» **EXERCISE BRIEF**
Make an exact copy of the records, dropping all pictures.

» **TASK DATA**
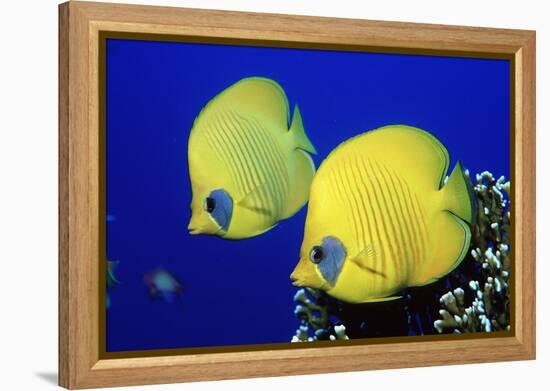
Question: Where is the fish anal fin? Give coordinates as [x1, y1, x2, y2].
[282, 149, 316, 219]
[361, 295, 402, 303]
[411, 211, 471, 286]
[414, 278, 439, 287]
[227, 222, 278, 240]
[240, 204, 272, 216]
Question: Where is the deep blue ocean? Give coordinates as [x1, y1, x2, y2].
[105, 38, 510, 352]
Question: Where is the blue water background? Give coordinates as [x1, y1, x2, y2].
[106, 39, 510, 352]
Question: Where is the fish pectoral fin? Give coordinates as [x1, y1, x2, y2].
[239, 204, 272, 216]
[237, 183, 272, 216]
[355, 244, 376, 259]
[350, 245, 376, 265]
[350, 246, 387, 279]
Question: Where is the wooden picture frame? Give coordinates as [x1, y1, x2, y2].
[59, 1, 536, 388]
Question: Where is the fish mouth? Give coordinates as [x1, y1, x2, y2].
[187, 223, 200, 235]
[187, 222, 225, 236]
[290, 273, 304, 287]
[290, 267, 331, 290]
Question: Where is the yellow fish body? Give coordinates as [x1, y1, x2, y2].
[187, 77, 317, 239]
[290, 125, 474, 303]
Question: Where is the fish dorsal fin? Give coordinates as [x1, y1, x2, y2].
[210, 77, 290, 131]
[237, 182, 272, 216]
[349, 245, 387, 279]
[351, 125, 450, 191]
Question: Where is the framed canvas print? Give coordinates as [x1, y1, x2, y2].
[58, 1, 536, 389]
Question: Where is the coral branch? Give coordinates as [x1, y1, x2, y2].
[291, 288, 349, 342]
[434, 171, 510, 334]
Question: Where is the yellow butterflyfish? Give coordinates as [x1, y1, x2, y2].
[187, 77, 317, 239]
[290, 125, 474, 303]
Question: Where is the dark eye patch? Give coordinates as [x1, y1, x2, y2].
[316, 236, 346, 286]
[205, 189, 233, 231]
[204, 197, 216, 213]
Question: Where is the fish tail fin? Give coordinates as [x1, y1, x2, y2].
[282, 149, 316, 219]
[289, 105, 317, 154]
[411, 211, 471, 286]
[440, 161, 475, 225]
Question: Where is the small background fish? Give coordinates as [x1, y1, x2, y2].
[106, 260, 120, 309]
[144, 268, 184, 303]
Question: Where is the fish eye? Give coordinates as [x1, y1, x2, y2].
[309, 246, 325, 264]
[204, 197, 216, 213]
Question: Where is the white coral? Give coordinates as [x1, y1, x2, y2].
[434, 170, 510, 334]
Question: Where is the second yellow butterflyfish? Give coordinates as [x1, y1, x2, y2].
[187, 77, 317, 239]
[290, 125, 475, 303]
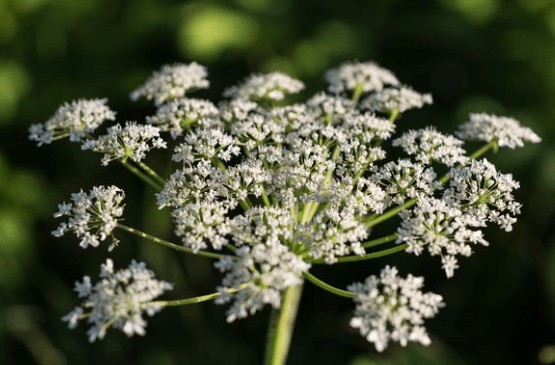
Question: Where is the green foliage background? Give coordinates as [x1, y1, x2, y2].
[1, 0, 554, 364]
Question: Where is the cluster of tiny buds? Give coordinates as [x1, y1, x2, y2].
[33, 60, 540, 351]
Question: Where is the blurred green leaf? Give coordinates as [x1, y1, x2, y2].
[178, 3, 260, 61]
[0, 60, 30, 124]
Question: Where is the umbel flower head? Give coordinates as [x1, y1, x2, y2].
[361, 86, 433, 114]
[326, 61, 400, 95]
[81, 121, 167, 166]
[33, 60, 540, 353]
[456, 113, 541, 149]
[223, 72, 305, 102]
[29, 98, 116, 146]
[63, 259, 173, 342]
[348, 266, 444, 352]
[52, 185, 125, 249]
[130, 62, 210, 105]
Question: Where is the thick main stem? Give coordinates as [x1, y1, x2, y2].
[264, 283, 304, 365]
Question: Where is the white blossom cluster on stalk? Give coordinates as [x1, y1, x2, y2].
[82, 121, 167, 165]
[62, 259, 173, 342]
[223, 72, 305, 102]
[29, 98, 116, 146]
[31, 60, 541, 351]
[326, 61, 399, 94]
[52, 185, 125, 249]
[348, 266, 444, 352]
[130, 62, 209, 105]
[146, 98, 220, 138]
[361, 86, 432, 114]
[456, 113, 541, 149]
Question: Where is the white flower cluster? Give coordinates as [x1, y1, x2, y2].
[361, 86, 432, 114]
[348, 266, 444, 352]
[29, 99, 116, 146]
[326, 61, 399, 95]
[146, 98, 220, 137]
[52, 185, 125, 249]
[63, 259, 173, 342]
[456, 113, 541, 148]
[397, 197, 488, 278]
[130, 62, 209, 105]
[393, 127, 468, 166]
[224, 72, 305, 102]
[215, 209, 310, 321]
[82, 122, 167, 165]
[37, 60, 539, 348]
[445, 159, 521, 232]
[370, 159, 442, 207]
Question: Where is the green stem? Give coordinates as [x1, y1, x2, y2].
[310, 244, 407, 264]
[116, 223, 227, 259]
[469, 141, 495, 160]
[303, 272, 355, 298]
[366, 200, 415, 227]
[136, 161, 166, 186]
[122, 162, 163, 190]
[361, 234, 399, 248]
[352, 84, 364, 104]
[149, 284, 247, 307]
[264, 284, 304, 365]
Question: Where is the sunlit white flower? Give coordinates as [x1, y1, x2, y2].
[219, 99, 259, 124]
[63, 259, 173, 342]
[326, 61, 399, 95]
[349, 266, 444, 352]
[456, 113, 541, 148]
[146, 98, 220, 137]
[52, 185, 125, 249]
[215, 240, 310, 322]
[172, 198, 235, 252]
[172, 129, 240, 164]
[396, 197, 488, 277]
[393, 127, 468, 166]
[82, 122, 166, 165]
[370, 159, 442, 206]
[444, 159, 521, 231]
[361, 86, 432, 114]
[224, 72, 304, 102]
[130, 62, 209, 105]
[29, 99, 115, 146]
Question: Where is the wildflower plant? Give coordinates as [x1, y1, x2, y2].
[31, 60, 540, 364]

» **THE COMPLETED TASK**
Question: Where is the fish anal fin? Give coordinates as [x1, y1, x2, y2].
[282, 149, 316, 219]
[361, 295, 402, 303]
[411, 211, 471, 286]
[414, 278, 439, 287]
[227, 222, 278, 240]
[240, 204, 272, 216]
Question: Where is the deep blue ocean? Give coordinates as [x1, y1, x2, y2].
[105, 38, 510, 352]
Question: Where is the blue water background? Give coordinates as [x1, y1, x2, y2].
[106, 39, 510, 352]
Question: Where is the fish pectoral fin? Give coordinates as [x1, y1, x2, y2].
[239, 204, 272, 216]
[237, 183, 272, 216]
[355, 244, 376, 259]
[350, 245, 376, 265]
[350, 246, 387, 279]
Question: Where is the wooden picture frame? Give coordinates as [x1, y1, x2, y2].
[59, 1, 536, 388]
Question: Where is the fish mouth? Give coordinates as [x1, y1, x2, y2].
[187, 223, 200, 235]
[187, 222, 225, 236]
[290, 273, 304, 287]
[290, 267, 331, 290]
Question: Where is the yellow fish body? Give coordinates as [x1, y1, x2, y2].
[187, 77, 317, 239]
[290, 125, 474, 303]
Question: Where is the fish dorsal fin? Give coordinates as [x1, y1, x2, y2].
[210, 77, 290, 131]
[237, 182, 272, 216]
[349, 245, 387, 279]
[351, 125, 450, 191]
Question: Where is the framed canvas print? Give coordinates as [x1, y1, x2, y2].
[58, 1, 536, 389]
Question: Where is the coral branch? Give coordinates as [x1, y1, x2, y2].
[291, 288, 349, 342]
[434, 171, 510, 334]
Question: Where is the yellow butterflyfish? Give coordinates as [x1, y1, x2, y2].
[187, 77, 317, 239]
[290, 125, 474, 303]
Question: Where is the dark eye patch? Give coordinates as [x1, y1, x2, y2].
[316, 236, 346, 286]
[205, 189, 233, 231]
[204, 197, 216, 213]
Question: Where is the fish tail fin? Give coordinates as [x1, y1, x2, y2].
[282, 149, 316, 219]
[289, 105, 317, 154]
[411, 211, 471, 286]
[440, 161, 475, 225]
Question: Where is the small background fish? Give coordinates as [x1, y1, x2, y2].
[106, 260, 120, 309]
[144, 268, 184, 303]
Question: Where is the fish eye? Give coordinates as [x1, y1, x2, y2].
[309, 246, 325, 264]
[204, 197, 216, 213]
Question: Where is the white coral? Give coordinates as [x1, y1, x2, y2].
[434, 170, 510, 334]
Question: Where is the second yellow butterflyfish? Give coordinates as [x1, y1, x2, y2].
[187, 77, 317, 239]
[290, 125, 475, 303]
Question: Where is the green foliage background? Give coordinates as [x1, y1, x2, y2].
[1, 0, 554, 364]
Question: Where is the cluster of tiny buds? Give coordinates as [x1, y1, x2, y2].
[33, 60, 540, 351]
Question: Where is the blurred green leaf? Give coordinates as [x1, y1, x2, y2].
[178, 3, 260, 61]
[0, 60, 30, 124]
Question: Where is the umbel flower head? Give coordinates as [x1, y1, x2, y2].
[361, 86, 433, 114]
[326, 61, 400, 95]
[81, 121, 167, 166]
[33, 60, 540, 353]
[456, 113, 541, 149]
[223, 72, 305, 102]
[29, 98, 116, 146]
[63, 259, 173, 342]
[348, 266, 444, 352]
[52, 185, 125, 249]
[130, 62, 210, 105]
Question: Where is the thick main stem? Give coordinates as [x1, y1, x2, y2].
[264, 283, 304, 365]
Question: Where is the white blossom cluster on stalk? Give coordinates as [x1, y1, x2, y2].
[82, 121, 167, 165]
[62, 259, 173, 342]
[223, 72, 305, 102]
[29, 98, 116, 146]
[31, 60, 541, 351]
[326, 61, 399, 94]
[52, 185, 125, 249]
[348, 266, 444, 352]
[130, 62, 209, 105]
[146, 98, 220, 138]
[361, 86, 432, 114]
[456, 113, 541, 149]
Question: Where is the white flower cluster? Give coordinates as [x1, y1, x2, y2].
[361, 86, 432, 114]
[348, 266, 444, 352]
[29, 99, 116, 146]
[326, 61, 399, 95]
[146, 98, 220, 137]
[52, 185, 125, 249]
[63, 259, 173, 342]
[456, 113, 541, 148]
[397, 197, 488, 278]
[130, 62, 209, 105]
[393, 127, 468, 166]
[224, 72, 305, 102]
[215, 209, 310, 321]
[82, 122, 167, 165]
[37, 60, 539, 348]
[445, 159, 521, 232]
[370, 159, 442, 207]
Question: Where is the green stem? Give coordinates as [x1, y1, x2, y2].
[310, 244, 407, 264]
[116, 223, 227, 259]
[469, 141, 495, 160]
[303, 272, 355, 298]
[366, 200, 415, 227]
[136, 161, 166, 186]
[122, 162, 163, 190]
[361, 234, 399, 248]
[352, 84, 364, 104]
[149, 284, 247, 307]
[264, 284, 304, 365]
Question: Where is the sunlit white flower? Give coordinates as [x1, y1, x2, y2].
[219, 99, 259, 124]
[63, 259, 173, 342]
[326, 61, 399, 95]
[349, 266, 444, 352]
[456, 113, 541, 148]
[146, 98, 220, 137]
[52, 185, 125, 249]
[215, 240, 310, 322]
[172, 198, 235, 252]
[172, 129, 240, 164]
[396, 197, 488, 277]
[393, 127, 468, 166]
[82, 122, 166, 165]
[370, 159, 442, 206]
[444, 159, 521, 231]
[361, 86, 432, 114]
[224, 72, 304, 102]
[130, 62, 209, 105]
[29, 99, 115, 146]
Question: Where is the wildflower plant? Give coordinates as [x1, y1, x2, y2].
[31, 60, 540, 364]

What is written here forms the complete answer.